**EXERCISE SET:**
1: Reproduce the stretch from "For years now, Wall" through "younger, healthier population." in the passage on Medicare spending below, word for word.
2: Answer from the passage on Medicare spending below:
(a) Whose forecast for Medicare does the passage refer to?
(b) According to the New York Times quotation, what is happening to Medicare spending on a per-person basis?
(c) Which two kinds of medical services does the passage say Medicare patients have been using less of?

**TEXT FOR ANALYSIS:**

While a flat line in the medical world is usually bad news...when it comes to health care costs in Medicare, this flat line is a good thing. We reported earlier on the latest Congressional Budget Office forecast for Medicare and why that news is being ignored by Washington’s well-financed anti-entitlement lobby and the fiscal hawks they support in Congress.
Today, the New York Times provides even more good news for Medicare and bad news for anti-Social Security and Medicare scolds:
“Medicare spending isn’t just lower than experts predicted a few years ago. On a per-person basis, Medicare spending is actually falling.
If the pattern continues, as the Congressional Budget Office forecasts, it will be a rarity in the Medicare program’s history. Spending per Medicare patient has almost always grown more rapidly than the economy as a whole, often by a wide margin.”
For years now, Wall Street funded fiscal hawk groups have been promising fiscal Armageddon unless Congress immediately cut benefits to middle-class seniors and their families. Contrary to that billionaire-financed bluster, the truth is there are clearly ways to see savings in Medicare through lower health care costs, not just by slashing benefits:
“The recent pattern reflects two main factors. One is that the baby boom generation is entering the program. In the long term, that’s a problem for Medicare’s finances because the number of people it must care for is going to surge. But in the short term, it skews the group enrolled in Medicare toward a younger, healthier population.
The second factor is more surprising and consequential. Over the last few years, Medicare patients have been using fewer expensive medical services, particularly hospital care and prescription drugs. The budget office is increasingly persuaded that such a pattern is going to last for a while.”

**DATASET EXTRACT:**
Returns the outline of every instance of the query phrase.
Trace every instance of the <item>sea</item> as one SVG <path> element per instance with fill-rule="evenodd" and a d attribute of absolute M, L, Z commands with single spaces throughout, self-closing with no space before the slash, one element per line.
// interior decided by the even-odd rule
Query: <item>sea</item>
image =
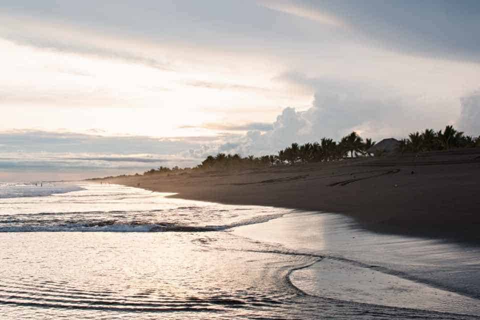
<path fill-rule="evenodd" d="M 332 213 L 0 183 L 0 319 L 478 319 L 479 257 Z"/>

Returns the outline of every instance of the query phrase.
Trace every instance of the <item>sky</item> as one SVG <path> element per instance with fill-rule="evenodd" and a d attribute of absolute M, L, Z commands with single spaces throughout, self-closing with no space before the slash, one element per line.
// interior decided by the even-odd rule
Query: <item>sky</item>
<path fill-rule="evenodd" d="M 476 0 L 3 0 L 0 181 L 480 134 Z"/>

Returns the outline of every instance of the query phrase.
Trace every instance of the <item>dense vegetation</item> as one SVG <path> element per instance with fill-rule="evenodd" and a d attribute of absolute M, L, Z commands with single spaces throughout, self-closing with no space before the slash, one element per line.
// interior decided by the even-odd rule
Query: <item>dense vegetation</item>
<path fill-rule="evenodd" d="M 336 142 L 324 138 L 318 142 L 307 142 L 303 144 L 293 143 L 277 154 L 242 158 L 240 154 L 219 153 L 216 156 L 208 156 L 202 164 L 194 168 L 172 168 L 160 166 L 144 172 L 144 176 L 158 174 L 181 174 L 192 170 L 218 170 L 246 168 L 270 166 L 285 164 L 294 164 L 312 162 L 340 160 L 347 158 L 381 156 L 382 150 L 374 152 L 369 152 L 376 142 L 370 138 L 364 140 L 356 132 L 352 132 Z M 480 136 L 473 138 L 458 131 L 452 126 L 447 126 L 443 130 L 436 132 L 426 129 L 422 132 L 410 134 L 408 138 L 398 142 L 396 152 L 418 152 L 452 148 L 480 147 Z M 136 174 L 138 176 L 138 174 Z M 111 178 L 111 177 L 108 177 Z"/>
<path fill-rule="evenodd" d="M 425 129 L 422 132 L 410 134 L 408 138 L 400 140 L 398 151 L 403 154 L 475 146 L 480 146 L 480 136 L 474 138 L 457 131 L 452 126 L 447 126 L 443 131 Z"/>

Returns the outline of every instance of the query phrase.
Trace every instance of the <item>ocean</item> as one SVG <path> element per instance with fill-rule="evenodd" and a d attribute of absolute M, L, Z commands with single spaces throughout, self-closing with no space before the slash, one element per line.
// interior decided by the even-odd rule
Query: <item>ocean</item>
<path fill-rule="evenodd" d="M 172 194 L 0 184 L 0 318 L 480 316 L 478 248 Z"/>

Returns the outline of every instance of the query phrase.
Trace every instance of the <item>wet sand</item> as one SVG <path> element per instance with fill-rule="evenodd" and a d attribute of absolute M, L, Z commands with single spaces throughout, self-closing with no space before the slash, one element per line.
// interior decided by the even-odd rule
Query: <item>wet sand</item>
<path fill-rule="evenodd" d="M 344 214 L 376 232 L 480 243 L 480 148 L 108 181 L 186 199 Z"/>
<path fill-rule="evenodd" d="M 356 228 L 346 216 L 313 212 L 288 214 L 233 232 L 319 257 L 290 276 L 308 295 L 480 316 L 480 246 L 379 234 Z"/>

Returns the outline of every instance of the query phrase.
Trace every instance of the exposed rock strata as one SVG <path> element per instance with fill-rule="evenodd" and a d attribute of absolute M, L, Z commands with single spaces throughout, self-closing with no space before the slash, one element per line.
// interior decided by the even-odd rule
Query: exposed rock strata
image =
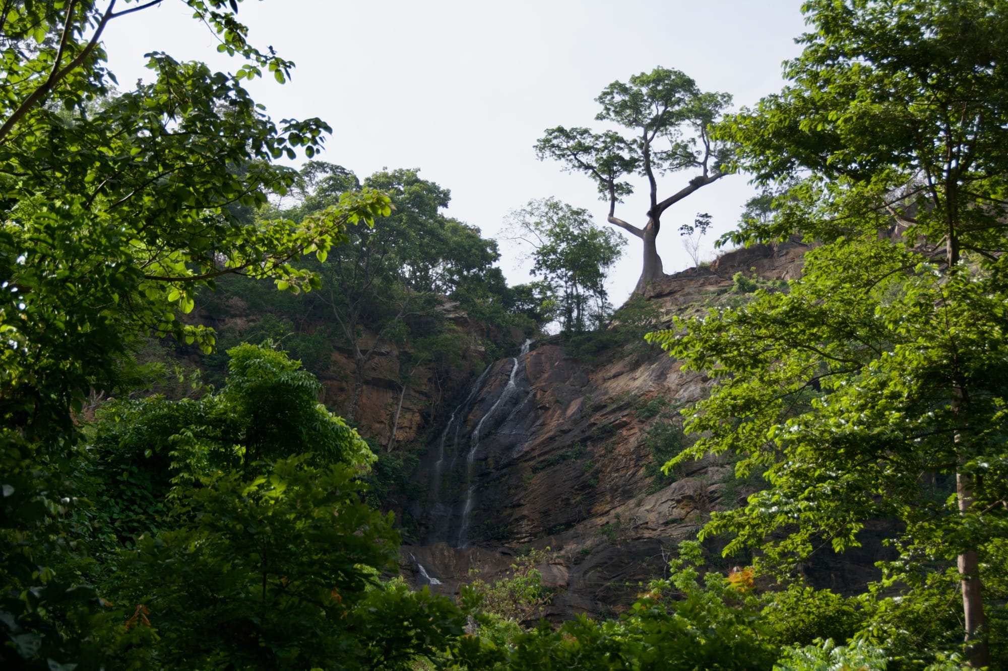
<path fill-rule="evenodd" d="M 646 296 L 666 314 L 692 313 L 730 291 L 736 272 L 797 277 L 805 249 L 788 243 L 732 252 L 651 284 Z M 643 358 L 639 346 L 635 355 L 621 348 L 588 366 L 569 357 L 556 339 L 521 357 L 519 366 L 517 393 L 493 416 L 487 412 L 507 383 L 511 359 L 496 362 L 470 402 L 457 408 L 444 448 L 428 449 L 415 475 L 427 497 L 410 511 L 418 526 L 408 551 L 443 581 L 437 588 L 453 591 L 471 568 L 493 576 L 522 548 L 549 547 L 552 559 L 539 567 L 556 590 L 549 616 L 618 612 L 640 582 L 663 574 L 677 542 L 691 537 L 711 510 L 735 506 L 748 493 L 731 466 L 706 458 L 645 494 L 652 462 L 646 430 L 656 420 L 641 409 L 656 397 L 690 403 L 711 382 L 657 348 Z M 481 420 L 467 472 L 461 464 Z M 461 539 L 463 493 L 472 486 L 472 522 Z M 403 557 L 404 572 L 415 574 L 415 561 Z"/>

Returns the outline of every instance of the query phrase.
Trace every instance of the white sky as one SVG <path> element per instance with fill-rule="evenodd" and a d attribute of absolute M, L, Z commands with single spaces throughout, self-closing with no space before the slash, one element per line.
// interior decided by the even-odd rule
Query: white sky
<path fill-rule="evenodd" d="M 496 238 L 504 217 L 530 198 L 554 196 L 590 210 L 602 226 L 608 205 L 581 173 L 539 162 L 532 145 L 557 125 L 598 127 L 595 97 L 611 82 L 657 65 L 681 70 L 705 91 L 752 105 L 782 85 L 781 61 L 798 54 L 801 0 L 247 0 L 239 18 L 250 41 L 296 63 L 291 82 L 248 84 L 275 120 L 321 117 L 333 126 L 322 160 L 365 177 L 383 167 L 419 167 L 452 190 L 448 214 Z M 109 64 L 128 90 L 146 77 L 143 54 L 165 51 L 234 72 L 217 39 L 184 4 L 122 17 L 105 33 Z M 659 198 L 692 173 L 666 175 Z M 733 228 L 753 193 L 743 175 L 725 177 L 662 218 L 665 272 L 691 265 L 677 228 L 701 212 L 714 217 L 713 242 Z M 646 223 L 643 184 L 617 216 Z M 622 231 L 621 235 L 625 235 Z M 611 272 L 621 304 L 640 275 L 640 241 Z M 519 250 L 501 241 L 511 284 L 528 281 Z"/>

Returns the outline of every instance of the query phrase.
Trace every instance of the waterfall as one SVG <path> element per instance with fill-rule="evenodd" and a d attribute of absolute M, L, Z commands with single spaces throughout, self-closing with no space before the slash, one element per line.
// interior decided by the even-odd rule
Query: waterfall
<path fill-rule="evenodd" d="M 497 408 L 500 407 L 501 403 L 505 400 L 509 400 L 518 388 L 514 381 L 518 374 L 519 360 L 524 359 L 525 355 L 528 354 L 528 349 L 531 344 L 532 341 L 526 339 L 521 345 L 521 352 L 518 356 L 511 359 L 511 374 L 508 376 L 507 385 L 504 387 L 500 396 L 497 397 L 497 400 L 494 401 L 494 404 L 490 406 L 490 410 L 480 417 L 480 421 L 476 423 L 476 428 L 470 436 L 469 453 L 466 455 L 466 483 L 469 487 L 466 489 L 466 500 L 462 507 L 462 524 L 459 526 L 457 547 L 466 547 L 468 545 L 466 534 L 469 532 L 470 517 L 473 512 L 475 499 L 474 495 L 476 494 L 476 483 L 473 482 L 473 476 L 475 475 L 476 469 L 476 450 L 480 446 L 480 440 L 483 437 L 483 425 L 488 419 L 491 419 L 494 416 L 494 413 L 497 412 Z"/>
<path fill-rule="evenodd" d="M 462 420 L 466 418 L 466 413 L 464 409 L 469 406 L 473 398 L 480 392 L 481 389 L 483 389 L 483 382 L 487 379 L 487 375 L 490 374 L 490 369 L 491 367 L 487 366 L 483 370 L 483 373 L 480 373 L 480 377 L 476 378 L 476 382 L 473 383 L 473 387 L 469 391 L 469 396 L 467 396 L 466 400 L 460 403 L 458 407 L 456 407 L 456 409 L 452 411 L 452 416 L 449 417 L 448 420 L 448 426 L 445 427 L 445 430 L 442 432 L 440 437 L 437 439 L 437 460 L 434 462 L 434 475 L 433 479 L 431 480 L 431 486 L 430 486 L 430 494 L 435 500 L 437 499 L 437 495 L 439 494 L 440 473 L 442 468 L 445 465 L 445 442 L 448 440 L 448 436 L 452 432 L 452 425 L 455 423 L 456 417 L 459 417 L 460 422 L 456 426 L 455 439 L 452 441 L 452 445 L 457 446 L 459 444 L 459 430 L 462 427 Z M 462 414 L 459 413 L 460 410 L 463 410 Z M 456 451 L 452 457 L 453 465 L 455 464 L 455 459 L 457 457 L 458 457 L 458 451 Z"/>
<path fill-rule="evenodd" d="M 427 573 L 427 569 L 423 567 L 423 564 L 421 564 L 419 561 L 416 560 L 416 557 L 413 556 L 412 552 L 409 553 L 409 558 L 413 560 L 414 564 L 416 564 L 416 568 L 420 571 L 420 577 L 426 580 L 427 584 L 442 583 L 442 581 L 438 580 L 437 578 L 430 577 L 430 575 Z"/>

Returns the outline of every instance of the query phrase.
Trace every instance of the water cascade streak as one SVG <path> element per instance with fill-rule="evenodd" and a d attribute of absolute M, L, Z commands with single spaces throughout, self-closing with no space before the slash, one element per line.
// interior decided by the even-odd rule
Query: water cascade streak
<path fill-rule="evenodd" d="M 438 580 L 437 578 L 432 578 L 432 577 L 430 577 L 429 574 L 427 574 L 427 569 L 425 569 L 423 567 L 423 564 L 421 564 L 419 561 L 416 560 L 416 557 L 413 556 L 412 552 L 409 553 L 409 558 L 413 560 L 414 564 L 416 564 L 416 568 L 419 569 L 419 571 L 420 571 L 420 577 L 423 578 L 424 580 L 426 580 L 427 584 L 440 584 L 442 583 L 442 581 Z"/>
<path fill-rule="evenodd" d="M 490 410 L 480 418 L 480 421 L 476 424 L 476 428 L 473 430 L 473 435 L 470 437 L 469 454 L 466 455 L 466 482 L 469 484 L 469 487 L 466 490 L 466 502 L 462 507 L 462 525 L 459 528 L 459 540 L 457 547 L 466 547 L 468 545 L 466 534 L 469 531 L 470 516 L 473 512 L 473 495 L 476 494 L 476 483 L 473 482 L 473 476 L 475 475 L 474 472 L 476 469 L 476 448 L 480 446 L 483 425 L 488 419 L 493 417 L 501 403 L 503 403 L 506 399 L 510 399 L 511 395 L 514 394 L 515 390 L 518 388 L 514 383 L 515 376 L 518 373 L 518 360 L 519 358 L 524 358 L 524 356 L 528 354 L 528 348 L 531 344 L 532 341 L 526 340 L 521 345 L 521 353 L 517 357 L 511 359 L 511 375 L 508 376 L 507 386 L 504 387 L 504 391 L 502 391 L 501 395 L 497 397 L 494 404 L 490 406 Z"/>
<path fill-rule="evenodd" d="M 452 425 L 455 423 L 456 418 L 459 418 L 459 423 L 455 427 L 455 437 L 452 440 L 452 466 L 455 466 L 456 459 L 459 457 L 459 451 L 456 447 L 459 446 L 459 431 L 462 429 L 462 422 L 465 421 L 466 413 L 469 411 L 469 404 L 473 401 L 473 398 L 483 389 L 483 382 L 487 379 L 490 374 L 490 369 L 492 367 L 487 366 L 483 373 L 480 373 L 480 377 L 476 378 L 476 382 L 473 383 L 473 388 L 469 391 L 469 396 L 466 400 L 459 404 L 455 410 L 452 411 L 452 416 L 448 420 L 448 426 L 445 427 L 445 431 L 440 434 L 440 438 L 437 439 L 437 460 L 434 462 L 434 476 L 433 482 L 430 487 L 430 493 L 433 499 L 437 500 L 437 495 L 440 490 L 440 474 L 442 468 L 445 466 L 445 443 L 448 441 L 448 436 L 452 432 Z M 460 410 L 462 411 L 460 413 Z"/>

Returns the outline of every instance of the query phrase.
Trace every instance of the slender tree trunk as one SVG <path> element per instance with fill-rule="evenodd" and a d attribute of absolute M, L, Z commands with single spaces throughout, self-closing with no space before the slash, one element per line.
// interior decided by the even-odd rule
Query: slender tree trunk
<path fill-rule="evenodd" d="M 947 187 L 947 194 L 950 199 L 955 196 L 955 186 Z M 959 233 L 954 221 L 949 222 L 949 229 L 946 238 L 946 261 L 949 264 L 949 274 L 956 273 L 959 266 L 960 245 Z M 956 398 L 953 399 L 952 409 L 954 413 L 959 413 L 963 409 L 964 403 L 969 403 L 969 396 L 965 386 L 957 384 Z M 960 434 L 956 434 L 956 442 L 960 441 Z M 961 471 L 956 473 L 956 497 L 959 499 L 960 515 L 967 515 L 973 507 L 973 477 Z M 960 574 L 960 588 L 963 591 L 963 620 L 966 629 L 966 652 L 970 666 L 982 668 L 990 664 L 990 653 L 987 647 L 987 615 L 984 613 L 983 583 L 980 579 L 980 557 L 975 549 L 963 552 L 957 558 Z"/>
<path fill-rule="evenodd" d="M 364 366 L 368 363 L 367 359 L 361 354 L 356 353 L 354 356 L 354 391 L 350 395 L 350 402 L 347 404 L 347 419 L 350 421 L 355 421 L 357 419 L 357 404 L 361 401 L 361 395 L 364 393 Z"/>
<path fill-rule="evenodd" d="M 399 403 L 395 406 L 395 415 L 392 417 L 392 433 L 388 436 L 388 444 L 385 446 L 385 451 L 392 451 L 392 446 L 395 445 L 395 433 L 399 430 L 399 413 L 402 412 L 402 399 L 406 397 L 406 389 L 409 385 L 402 385 L 399 387 Z"/>
<path fill-rule="evenodd" d="M 956 474 L 956 494 L 959 511 L 966 515 L 973 506 L 973 477 Z M 980 557 L 976 550 L 959 555 L 960 586 L 963 590 L 963 616 L 966 624 L 966 652 L 970 665 L 982 668 L 990 664 L 987 648 L 987 616 L 984 613 L 984 595 L 981 591 Z"/>

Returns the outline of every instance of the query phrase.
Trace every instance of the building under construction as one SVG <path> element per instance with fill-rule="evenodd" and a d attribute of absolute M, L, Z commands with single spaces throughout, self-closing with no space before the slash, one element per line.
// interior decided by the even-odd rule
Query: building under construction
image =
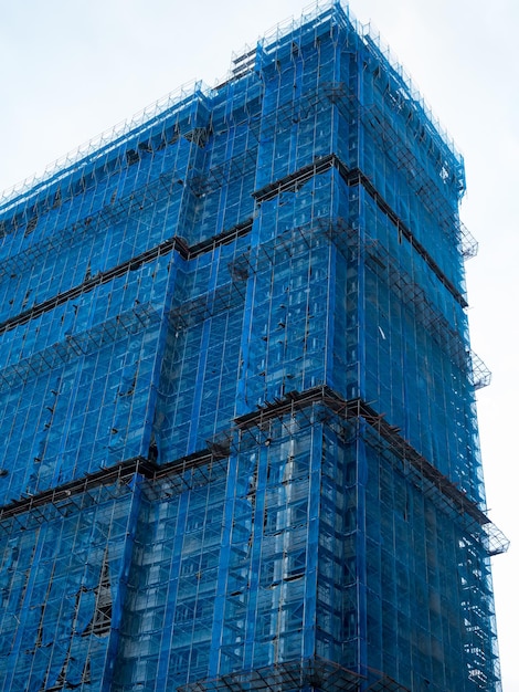
<path fill-rule="evenodd" d="M 327 2 L 6 197 L 0 690 L 500 690 L 459 154 Z"/>

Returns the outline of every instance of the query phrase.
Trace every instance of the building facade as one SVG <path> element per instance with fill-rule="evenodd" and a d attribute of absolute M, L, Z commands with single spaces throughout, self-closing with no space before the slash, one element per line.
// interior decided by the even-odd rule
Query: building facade
<path fill-rule="evenodd" d="M 464 189 L 331 2 L 3 202 L 2 692 L 500 689 Z"/>

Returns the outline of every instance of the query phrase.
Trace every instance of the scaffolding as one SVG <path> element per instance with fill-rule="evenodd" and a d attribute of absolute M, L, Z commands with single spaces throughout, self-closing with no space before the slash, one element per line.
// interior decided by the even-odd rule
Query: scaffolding
<path fill-rule="evenodd" d="M 3 198 L 0 689 L 500 690 L 464 189 L 332 0 Z"/>

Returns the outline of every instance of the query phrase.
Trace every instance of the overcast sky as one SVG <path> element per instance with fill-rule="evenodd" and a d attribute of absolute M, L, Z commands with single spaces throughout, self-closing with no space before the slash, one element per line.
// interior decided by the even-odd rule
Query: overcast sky
<path fill-rule="evenodd" d="M 213 86 L 233 51 L 299 18 L 305 4 L 0 0 L 0 190 L 181 84 Z M 462 219 L 479 241 L 467 262 L 472 342 L 494 375 L 478 392 L 487 497 L 512 541 L 492 560 L 502 686 L 517 692 L 519 2 L 352 0 L 350 8 L 380 30 L 465 156 Z"/>

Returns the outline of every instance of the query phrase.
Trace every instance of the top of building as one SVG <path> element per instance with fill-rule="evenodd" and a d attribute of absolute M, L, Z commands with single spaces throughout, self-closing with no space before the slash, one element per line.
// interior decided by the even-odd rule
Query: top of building
<path fill-rule="evenodd" d="M 352 14 L 350 8 L 340 0 L 318 0 L 309 8 L 304 9 L 299 19 L 292 18 L 277 24 L 258 40 L 254 48 L 246 46 L 240 54 L 234 54 L 226 78 L 214 88 L 210 88 L 201 81 L 193 81 L 167 94 L 156 103 L 147 106 L 131 118 L 118 123 L 103 132 L 89 141 L 50 164 L 43 174 L 27 178 L 13 187 L 0 192 L 0 211 L 6 212 L 19 203 L 28 201 L 34 195 L 57 189 L 61 180 L 77 172 L 87 166 L 95 166 L 96 160 L 106 160 L 110 151 L 115 151 L 134 139 L 142 139 L 142 135 L 160 126 L 174 113 L 194 106 L 197 103 L 218 96 L 220 91 L 230 82 L 241 80 L 251 73 L 260 71 L 268 61 L 276 60 L 293 40 L 303 34 L 317 32 L 328 25 L 339 25 L 352 29 L 367 54 L 389 76 L 389 86 L 395 102 L 406 102 L 412 105 L 414 113 L 428 132 L 442 155 L 454 168 L 459 179 L 460 191 L 465 189 L 463 157 L 457 151 L 453 140 L 433 115 L 412 80 L 384 44 L 378 32 L 373 32 L 370 24 L 361 24 Z"/>

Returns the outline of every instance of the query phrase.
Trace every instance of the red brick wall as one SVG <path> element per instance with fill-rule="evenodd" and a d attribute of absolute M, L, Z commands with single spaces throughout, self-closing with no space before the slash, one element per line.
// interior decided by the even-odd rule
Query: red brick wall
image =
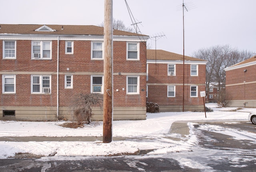
<path fill-rule="evenodd" d="M 52 41 L 51 60 L 32 60 L 31 40 L 17 40 L 16 59 L 3 59 L 2 40 L 0 40 L 0 70 L 18 72 L 16 75 L 16 93 L 1 94 L 0 106 L 56 106 L 57 44 L 57 41 Z M 74 54 L 65 54 L 65 41 L 59 41 L 59 72 L 62 73 L 59 76 L 60 106 L 69 106 L 72 97 L 77 94 L 90 92 L 90 75 L 77 75 L 76 72 L 103 72 L 103 60 L 91 60 L 91 44 L 90 41 L 75 41 Z M 114 77 L 114 106 L 146 106 L 146 76 L 140 76 L 140 95 L 127 95 L 126 76 L 123 74 L 146 73 L 146 43 L 140 42 L 140 60 L 126 61 L 126 42 L 114 42 L 114 72 L 121 73 L 121 75 Z M 67 68 L 69 70 L 67 70 Z M 40 71 L 51 73 L 51 94 L 32 94 L 30 73 L 18 72 L 25 71 L 31 74 Z M 72 89 L 64 89 L 64 72 L 73 75 Z M 1 83 L 2 79 L 1 77 Z M 124 91 L 122 88 L 125 88 Z M 2 86 L 0 89 L 2 93 Z M 116 91 L 117 89 L 118 91 Z"/>
<path fill-rule="evenodd" d="M 168 75 L 168 64 L 149 63 L 148 101 L 160 105 L 183 104 L 183 64 L 176 64 L 176 76 Z M 200 91 L 205 90 L 206 65 L 198 65 L 198 76 L 190 76 L 190 65 L 185 64 L 184 105 L 202 105 Z M 161 85 L 162 84 L 162 85 Z M 190 97 L 190 85 L 198 85 L 198 97 Z M 167 97 L 167 85 L 176 86 L 175 97 Z"/>
<path fill-rule="evenodd" d="M 244 70 L 247 70 L 244 72 Z M 228 100 L 256 99 L 256 65 L 226 71 L 226 97 Z M 244 81 L 245 81 L 245 83 Z M 254 83 L 248 83 L 250 82 Z"/>

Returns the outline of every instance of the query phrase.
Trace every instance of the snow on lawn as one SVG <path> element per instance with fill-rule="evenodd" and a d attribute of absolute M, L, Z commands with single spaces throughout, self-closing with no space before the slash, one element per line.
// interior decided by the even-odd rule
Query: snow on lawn
<path fill-rule="evenodd" d="M 215 103 L 209 103 L 206 105 L 214 111 L 206 113 L 207 118 L 205 117 L 204 112 L 166 112 L 147 113 L 146 120 L 113 121 L 113 136 L 128 138 L 125 141 L 113 141 L 110 143 L 102 143 L 100 141 L 18 142 L 1 141 L 0 158 L 14 157 L 17 153 L 41 155 L 46 156 L 42 159 L 49 159 L 54 158 L 59 159 L 63 156 L 71 157 L 133 154 L 140 150 L 145 149 L 154 150 L 149 153 L 149 154 L 188 151 L 197 142 L 196 136 L 193 133 L 188 136 L 188 140 L 186 140 L 180 139 L 177 141 L 166 138 L 166 136 L 179 135 L 177 133 L 169 132 L 172 124 L 174 122 L 187 121 L 191 128 L 193 126 L 190 122 L 194 121 L 221 120 L 225 122 L 229 120 L 248 120 L 249 113 L 255 109 L 245 108 L 238 111 L 230 111 L 237 108 L 217 108 Z M 102 122 L 92 123 L 90 125 L 85 125 L 82 128 L 70 129 L 60 126 L 66 122 L 0 121 L 0 136 L 102 136 Z M 190 130 L 190 132 L 192 131 Z M 50 157 L 48 156 L 50 155 Z"/>

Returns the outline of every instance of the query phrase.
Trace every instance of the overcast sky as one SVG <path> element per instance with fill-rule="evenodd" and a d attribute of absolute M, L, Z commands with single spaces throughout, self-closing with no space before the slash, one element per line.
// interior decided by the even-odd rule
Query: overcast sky
<path fill-rule="evenodd" d="M 182 0 L 126 0 L 142 34 L 158 38 L 156 49 L 183 54 Z M 256 0 L 184 0 L 185 54 L 228 44 L 256 52 Z M 98 25 L 104 0 L 2 1 L 0 24 Z M 132 22 L 124 0 L 113 0 L 113 17 Z M 149 40 L 155 49 L 154 38 Z"/>

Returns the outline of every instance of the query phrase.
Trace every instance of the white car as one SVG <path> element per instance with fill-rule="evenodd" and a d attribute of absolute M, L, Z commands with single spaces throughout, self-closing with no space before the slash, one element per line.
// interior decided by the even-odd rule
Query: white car
<path fill-rule="evenodd" d="M 256 111 L 253 111 L 249 114 L 248 120 L 253 124 L 256 125 Z"/>

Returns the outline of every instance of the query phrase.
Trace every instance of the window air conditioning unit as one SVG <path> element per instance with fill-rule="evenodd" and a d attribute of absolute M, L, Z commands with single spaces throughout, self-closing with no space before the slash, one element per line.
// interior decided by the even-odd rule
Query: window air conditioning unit
<path fill-rule="evenodd" d="M 174 72 L 169 72 L 169 75 L 174 75 Z"/>
<path fill-rule="evenodd" d="M 40 58 L 40 53 L 34 53 L 33 54 L 33 57 L 37 59 Z"/>
<path fill-rule="evenodd" d="M 50 88 L 43 88 L 43 93 L 50 93 Z"/>

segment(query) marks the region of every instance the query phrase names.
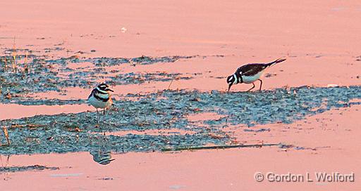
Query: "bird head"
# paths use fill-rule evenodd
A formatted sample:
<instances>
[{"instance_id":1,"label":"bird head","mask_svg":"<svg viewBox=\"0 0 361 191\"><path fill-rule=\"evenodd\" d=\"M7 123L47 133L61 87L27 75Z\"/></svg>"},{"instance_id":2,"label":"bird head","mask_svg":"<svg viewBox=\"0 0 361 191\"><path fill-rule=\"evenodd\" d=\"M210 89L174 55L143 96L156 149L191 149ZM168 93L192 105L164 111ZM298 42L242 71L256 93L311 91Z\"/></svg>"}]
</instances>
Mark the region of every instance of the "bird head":
<instances>
[{"instance_id":1,"label":"bird head","mask_svg":"<svg viewBox=\"0 0 361 191\"><path fill-rule=\"evenodd\" d=\"M231 75L227 77L227 84L228 84L228 91L231 89L231 86L233 84L233 83L235 81L235 75Z\"/></svg>"},{"instance_id":2,"label":"bird head","mask_svg":"<svg viewBox=\"0 0 361 191\"><path fill-rule=\"evenodd\" d=\"M114 92L114 91L109 89L109 86L108 85L106 85L106 84L104 84L104 83L99 84L97 86L97 88L99 91L103 91L103 92L108 92L108 91Z\"/></svg>"}]
</instances>

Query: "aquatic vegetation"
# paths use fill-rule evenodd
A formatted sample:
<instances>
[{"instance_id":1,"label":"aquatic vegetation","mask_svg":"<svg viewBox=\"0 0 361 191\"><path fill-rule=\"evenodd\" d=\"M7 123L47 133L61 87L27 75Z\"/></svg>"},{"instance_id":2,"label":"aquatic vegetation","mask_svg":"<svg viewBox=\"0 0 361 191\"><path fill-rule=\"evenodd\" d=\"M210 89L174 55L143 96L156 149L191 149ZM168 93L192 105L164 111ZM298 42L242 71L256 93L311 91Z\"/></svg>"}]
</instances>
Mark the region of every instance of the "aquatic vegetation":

**ANSWERS PER TASK:**
1:
For years now, Wall Street funded fiscal hawk groups have been promising fiscal Armageddon unless Congress immediately cut benefits to middle-class seniors and their families. Contrary to that billionaire-financed bluster, the truth is there are clearly ways to see savings in Medicare through lower health care costs, not just by slashing benefits:
“The recent pattern reflects two main factors. One is that the baby boom generation is entering the program. In the long term, that’s a problem for Medicare’s finances because the number of people it must care for is going to surge. But in the short term, it skews the group enrolled in Medicare toward a younger, healthier population.

2:
(a) The Congressional Budget Office's.
(b) It is actually falling.
(c) Hospital care and prescription drugs.